* What you need to do
Within the records that follow, find every line containing the string "below". Copy those lines.

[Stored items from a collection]
= Beginning of Section =

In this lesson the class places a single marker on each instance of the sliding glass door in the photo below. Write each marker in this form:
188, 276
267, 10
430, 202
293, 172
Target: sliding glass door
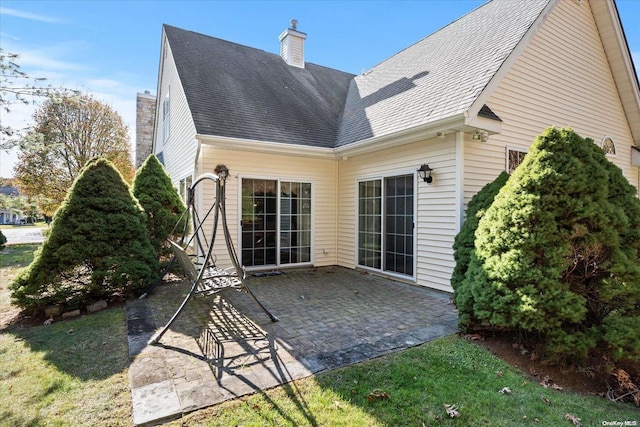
385, 224
276, 222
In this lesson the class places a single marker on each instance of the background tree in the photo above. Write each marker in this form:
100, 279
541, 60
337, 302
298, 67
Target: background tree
18, 87
69, 131
160, 200
97, 246
557, 252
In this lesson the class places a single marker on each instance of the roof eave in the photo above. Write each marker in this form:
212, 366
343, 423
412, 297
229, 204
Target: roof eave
266, 147
605, 14
405, 136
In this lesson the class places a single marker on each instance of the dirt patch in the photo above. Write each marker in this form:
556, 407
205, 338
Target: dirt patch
595, 378
581, 380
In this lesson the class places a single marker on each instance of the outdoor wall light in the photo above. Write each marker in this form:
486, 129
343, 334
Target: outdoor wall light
425, 173
481, 135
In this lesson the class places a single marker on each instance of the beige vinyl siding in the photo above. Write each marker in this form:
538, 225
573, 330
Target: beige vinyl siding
181, 146
562, 78
244, 164
436, 204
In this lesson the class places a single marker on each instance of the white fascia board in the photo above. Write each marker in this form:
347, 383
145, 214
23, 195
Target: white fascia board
227, 143
405, 136
605, 14
490, 125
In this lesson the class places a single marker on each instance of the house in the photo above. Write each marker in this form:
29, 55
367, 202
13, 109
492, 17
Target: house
7, 214
326, 167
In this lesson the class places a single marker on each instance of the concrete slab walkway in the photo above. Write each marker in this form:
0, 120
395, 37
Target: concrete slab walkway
223, 347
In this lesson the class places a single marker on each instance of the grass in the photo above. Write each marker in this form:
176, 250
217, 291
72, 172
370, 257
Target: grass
75, 373
38, 224
72, 373
418, 382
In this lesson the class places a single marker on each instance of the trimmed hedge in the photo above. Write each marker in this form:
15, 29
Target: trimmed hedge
97, 246
557, 253
160, 199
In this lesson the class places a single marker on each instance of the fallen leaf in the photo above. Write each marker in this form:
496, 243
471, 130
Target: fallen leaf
378, 394
575, 420
548, 383
452, 411
474, 337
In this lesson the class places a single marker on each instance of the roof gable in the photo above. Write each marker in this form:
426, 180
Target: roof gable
438, 77
240, 92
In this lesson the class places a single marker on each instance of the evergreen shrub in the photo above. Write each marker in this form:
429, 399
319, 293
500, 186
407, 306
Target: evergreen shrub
557, 253
464, 245
97, 246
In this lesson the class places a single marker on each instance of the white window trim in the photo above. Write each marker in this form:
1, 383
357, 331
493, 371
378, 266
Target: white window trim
511, 148
313, 221
416, 181
615, 150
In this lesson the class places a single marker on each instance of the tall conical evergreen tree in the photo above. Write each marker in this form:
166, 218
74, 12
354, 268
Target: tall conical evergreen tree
464, 245
160, 200
97, 246
557, 251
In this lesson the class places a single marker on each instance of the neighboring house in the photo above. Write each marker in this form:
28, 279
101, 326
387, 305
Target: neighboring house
324, 164
7, 215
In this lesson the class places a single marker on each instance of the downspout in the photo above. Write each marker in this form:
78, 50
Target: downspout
459, 191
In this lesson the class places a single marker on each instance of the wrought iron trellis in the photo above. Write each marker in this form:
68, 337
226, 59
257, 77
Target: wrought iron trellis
205, 276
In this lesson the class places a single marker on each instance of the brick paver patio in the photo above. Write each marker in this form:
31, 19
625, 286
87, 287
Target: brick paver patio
223, 347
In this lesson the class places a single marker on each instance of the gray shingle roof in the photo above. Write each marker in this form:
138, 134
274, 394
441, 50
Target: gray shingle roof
237, 91
438, 77
242, 92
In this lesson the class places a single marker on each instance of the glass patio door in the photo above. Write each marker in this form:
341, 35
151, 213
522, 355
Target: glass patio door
276, 222
259, 222
385, 224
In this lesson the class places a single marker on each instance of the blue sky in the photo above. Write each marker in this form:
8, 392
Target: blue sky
111, 48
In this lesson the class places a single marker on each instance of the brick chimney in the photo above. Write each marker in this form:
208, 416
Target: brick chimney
145, 116
292, 45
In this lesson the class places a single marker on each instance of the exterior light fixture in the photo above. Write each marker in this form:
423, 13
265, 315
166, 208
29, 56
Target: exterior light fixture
425, 173
481, 135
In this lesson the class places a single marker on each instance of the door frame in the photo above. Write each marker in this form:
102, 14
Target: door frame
382, 177
278, 218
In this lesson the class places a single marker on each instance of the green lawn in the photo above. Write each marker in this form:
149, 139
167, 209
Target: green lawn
38, 224
75, 373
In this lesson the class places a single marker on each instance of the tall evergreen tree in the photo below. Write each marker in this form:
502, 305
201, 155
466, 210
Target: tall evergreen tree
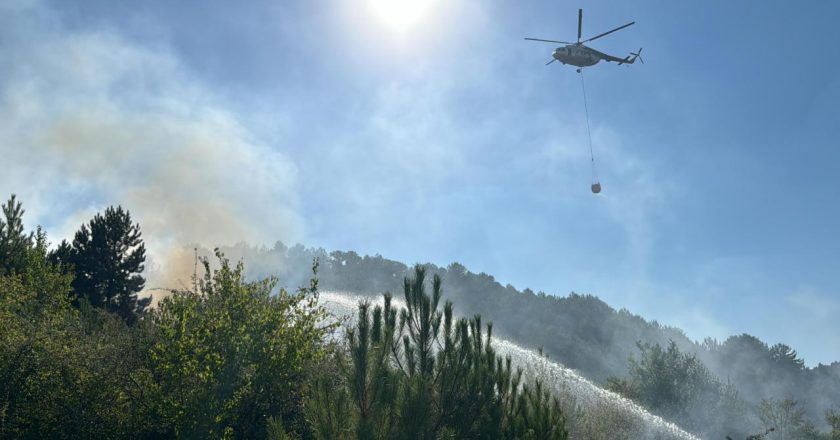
14, 243
107, 257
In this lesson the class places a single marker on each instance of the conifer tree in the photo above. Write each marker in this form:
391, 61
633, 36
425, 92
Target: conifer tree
107, 257
429, 376
14, 243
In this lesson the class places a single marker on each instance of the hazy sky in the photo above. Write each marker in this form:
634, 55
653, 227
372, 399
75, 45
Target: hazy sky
431, 131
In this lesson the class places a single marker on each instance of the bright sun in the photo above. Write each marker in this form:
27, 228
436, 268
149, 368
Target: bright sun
400, 15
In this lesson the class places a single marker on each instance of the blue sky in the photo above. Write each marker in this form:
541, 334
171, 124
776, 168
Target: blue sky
321, 122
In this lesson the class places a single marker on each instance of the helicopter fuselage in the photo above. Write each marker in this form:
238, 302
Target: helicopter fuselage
576, 55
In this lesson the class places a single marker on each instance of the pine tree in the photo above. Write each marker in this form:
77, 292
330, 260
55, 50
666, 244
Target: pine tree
107, 257
429, 376
14, 243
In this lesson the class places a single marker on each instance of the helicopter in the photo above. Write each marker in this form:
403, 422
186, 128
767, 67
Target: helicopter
577, 54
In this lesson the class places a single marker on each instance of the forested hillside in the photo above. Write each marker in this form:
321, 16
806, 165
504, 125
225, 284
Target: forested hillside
581, 331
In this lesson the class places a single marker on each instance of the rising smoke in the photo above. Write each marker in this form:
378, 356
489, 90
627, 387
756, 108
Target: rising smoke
91, 119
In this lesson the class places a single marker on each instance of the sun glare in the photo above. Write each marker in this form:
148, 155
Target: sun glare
400, 15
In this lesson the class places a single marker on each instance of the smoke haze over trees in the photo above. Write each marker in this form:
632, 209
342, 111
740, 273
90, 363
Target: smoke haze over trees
581, 331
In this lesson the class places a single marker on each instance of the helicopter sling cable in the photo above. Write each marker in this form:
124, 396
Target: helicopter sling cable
579, 55
596, 184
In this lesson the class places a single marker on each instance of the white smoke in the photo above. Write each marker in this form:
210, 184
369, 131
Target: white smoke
91, 119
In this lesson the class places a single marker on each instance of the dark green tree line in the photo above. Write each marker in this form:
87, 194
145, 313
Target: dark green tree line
419, 373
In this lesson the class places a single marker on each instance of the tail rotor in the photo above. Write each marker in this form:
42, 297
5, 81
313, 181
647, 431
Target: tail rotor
638, 55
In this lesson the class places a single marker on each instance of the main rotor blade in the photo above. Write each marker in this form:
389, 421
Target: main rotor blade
548, 41
609, 32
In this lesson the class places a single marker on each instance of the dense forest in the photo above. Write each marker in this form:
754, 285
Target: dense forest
236, 354
82, 357
750, 379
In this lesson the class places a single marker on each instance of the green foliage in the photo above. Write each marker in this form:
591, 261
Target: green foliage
832, 417
107, 257
678, 387
786, 419
226, 357
419, 373
15, 244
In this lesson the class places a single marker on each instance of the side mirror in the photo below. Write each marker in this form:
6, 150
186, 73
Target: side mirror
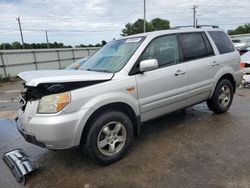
148, 65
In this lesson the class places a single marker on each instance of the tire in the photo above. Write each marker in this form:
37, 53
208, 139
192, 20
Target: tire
222, 97
113, 130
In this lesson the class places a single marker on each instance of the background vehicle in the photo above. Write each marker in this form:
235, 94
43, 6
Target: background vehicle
245, 62
101, 106
241, 43
76, 65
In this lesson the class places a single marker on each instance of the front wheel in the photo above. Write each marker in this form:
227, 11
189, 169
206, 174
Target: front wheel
222, 97
109, 137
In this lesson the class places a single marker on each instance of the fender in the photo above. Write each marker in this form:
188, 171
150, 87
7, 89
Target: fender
222, 71
101, 100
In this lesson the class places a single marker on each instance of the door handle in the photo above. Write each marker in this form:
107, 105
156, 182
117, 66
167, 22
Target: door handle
215, 63
179, 72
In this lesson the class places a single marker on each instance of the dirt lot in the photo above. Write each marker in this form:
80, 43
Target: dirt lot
192, 149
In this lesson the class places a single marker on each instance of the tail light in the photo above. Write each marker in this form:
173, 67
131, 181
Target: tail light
242, 65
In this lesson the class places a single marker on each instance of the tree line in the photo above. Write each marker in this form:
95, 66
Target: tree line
130, 29
18, 45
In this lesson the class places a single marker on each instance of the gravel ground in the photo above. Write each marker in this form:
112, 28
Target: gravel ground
192, 149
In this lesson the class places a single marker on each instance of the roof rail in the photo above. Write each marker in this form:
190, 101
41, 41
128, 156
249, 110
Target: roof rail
197, 26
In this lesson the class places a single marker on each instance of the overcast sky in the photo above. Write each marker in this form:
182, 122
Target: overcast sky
90, 21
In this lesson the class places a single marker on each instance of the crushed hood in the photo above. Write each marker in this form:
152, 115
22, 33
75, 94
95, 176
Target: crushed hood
34, 78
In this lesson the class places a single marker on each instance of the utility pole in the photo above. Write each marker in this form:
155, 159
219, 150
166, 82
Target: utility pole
194, 15
144, 24
47, 39
20, 28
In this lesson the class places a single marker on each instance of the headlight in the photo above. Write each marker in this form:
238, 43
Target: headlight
53, 103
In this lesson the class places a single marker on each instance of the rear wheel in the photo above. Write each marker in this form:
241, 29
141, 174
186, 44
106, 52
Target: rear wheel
109, 137
222, 97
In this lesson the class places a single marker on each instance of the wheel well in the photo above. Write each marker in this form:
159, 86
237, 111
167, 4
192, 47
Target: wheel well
119, 106
230, 78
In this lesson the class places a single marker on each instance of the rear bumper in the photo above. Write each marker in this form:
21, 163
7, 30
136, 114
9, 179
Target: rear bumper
238, 77
28, 137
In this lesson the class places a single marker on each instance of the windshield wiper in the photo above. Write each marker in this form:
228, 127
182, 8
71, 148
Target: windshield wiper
97, 70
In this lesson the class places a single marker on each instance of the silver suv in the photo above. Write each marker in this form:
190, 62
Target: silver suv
101, 106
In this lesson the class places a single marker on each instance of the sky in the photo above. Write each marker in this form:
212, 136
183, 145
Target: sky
91, 21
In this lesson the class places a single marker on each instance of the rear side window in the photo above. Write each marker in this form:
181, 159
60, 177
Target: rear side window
193, 46
222, 42
164, 49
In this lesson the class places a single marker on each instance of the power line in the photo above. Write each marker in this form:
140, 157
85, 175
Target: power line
144, 23
194, 15
21, 33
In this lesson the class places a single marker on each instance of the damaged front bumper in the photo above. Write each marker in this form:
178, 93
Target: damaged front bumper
18, 164
28, 137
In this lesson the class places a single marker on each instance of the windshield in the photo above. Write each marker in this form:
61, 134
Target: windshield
113, 56
76, 64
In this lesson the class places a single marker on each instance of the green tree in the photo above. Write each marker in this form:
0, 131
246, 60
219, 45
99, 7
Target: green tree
243, 29
137, 26
16, 45
160, 24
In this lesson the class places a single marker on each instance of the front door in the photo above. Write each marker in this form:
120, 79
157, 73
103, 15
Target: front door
162, 90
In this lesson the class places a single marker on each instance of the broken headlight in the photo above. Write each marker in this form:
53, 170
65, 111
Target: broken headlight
53, 103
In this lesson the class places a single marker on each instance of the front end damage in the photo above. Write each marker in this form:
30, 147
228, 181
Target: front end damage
19, 164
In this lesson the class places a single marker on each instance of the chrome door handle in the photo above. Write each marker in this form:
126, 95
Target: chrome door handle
215, 63
179, 72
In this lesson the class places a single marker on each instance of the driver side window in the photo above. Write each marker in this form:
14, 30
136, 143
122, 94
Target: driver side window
164, 49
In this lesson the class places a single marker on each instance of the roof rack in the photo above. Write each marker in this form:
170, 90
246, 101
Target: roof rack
197, 26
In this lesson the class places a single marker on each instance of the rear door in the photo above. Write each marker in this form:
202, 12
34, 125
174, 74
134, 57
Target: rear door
200, 60
165, 89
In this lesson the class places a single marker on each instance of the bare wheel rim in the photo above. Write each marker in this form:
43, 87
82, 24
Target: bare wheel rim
111, 139
224, 96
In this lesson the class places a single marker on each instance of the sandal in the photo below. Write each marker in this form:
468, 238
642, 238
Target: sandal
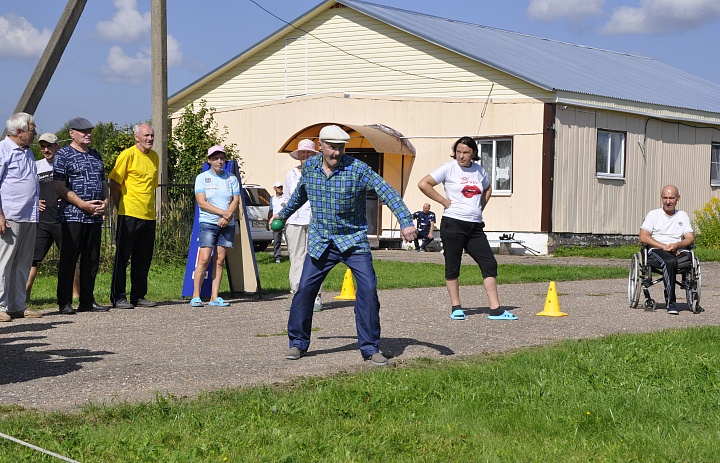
219, 302
504, 316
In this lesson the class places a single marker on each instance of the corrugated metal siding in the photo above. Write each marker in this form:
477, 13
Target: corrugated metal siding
657, 154
428, 70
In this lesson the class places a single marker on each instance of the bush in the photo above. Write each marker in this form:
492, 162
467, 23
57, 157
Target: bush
707, 225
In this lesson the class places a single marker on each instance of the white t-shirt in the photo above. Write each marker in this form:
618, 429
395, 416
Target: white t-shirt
664, 229
219, 191
464, 187
303, 215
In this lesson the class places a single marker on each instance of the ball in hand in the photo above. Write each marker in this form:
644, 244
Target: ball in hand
276, 225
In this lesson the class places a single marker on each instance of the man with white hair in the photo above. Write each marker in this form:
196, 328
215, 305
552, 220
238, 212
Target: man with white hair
336, 186
19, 194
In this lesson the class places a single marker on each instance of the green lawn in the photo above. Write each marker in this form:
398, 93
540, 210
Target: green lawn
165, 280
640, 398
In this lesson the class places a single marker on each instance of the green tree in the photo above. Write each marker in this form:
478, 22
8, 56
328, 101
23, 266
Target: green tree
192, 134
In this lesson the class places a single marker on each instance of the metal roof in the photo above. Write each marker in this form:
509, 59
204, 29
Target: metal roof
555, 65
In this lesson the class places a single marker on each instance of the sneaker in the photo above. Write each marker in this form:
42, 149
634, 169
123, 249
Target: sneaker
123, 304
142, 302
294, 353
25, 314
377, 359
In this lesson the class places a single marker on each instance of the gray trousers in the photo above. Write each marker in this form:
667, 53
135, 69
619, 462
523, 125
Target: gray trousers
17, 245
296, 238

= End of Section =

* Exercise response
In this lesson the class places a single marker on each instance of the sliding glass door in the photo below. Write each marker in this form:
In this lesson the class places a single marker on each instance of the tall evergreen tree in the photo below. Write each marker in this form:
In this lesson the class places a single marker on each instance of the side mirror in the photo below. Write each marker in this form:
In this lesson the class places a single marker on each instance of the sandal in the photo below. Write each marker in this form:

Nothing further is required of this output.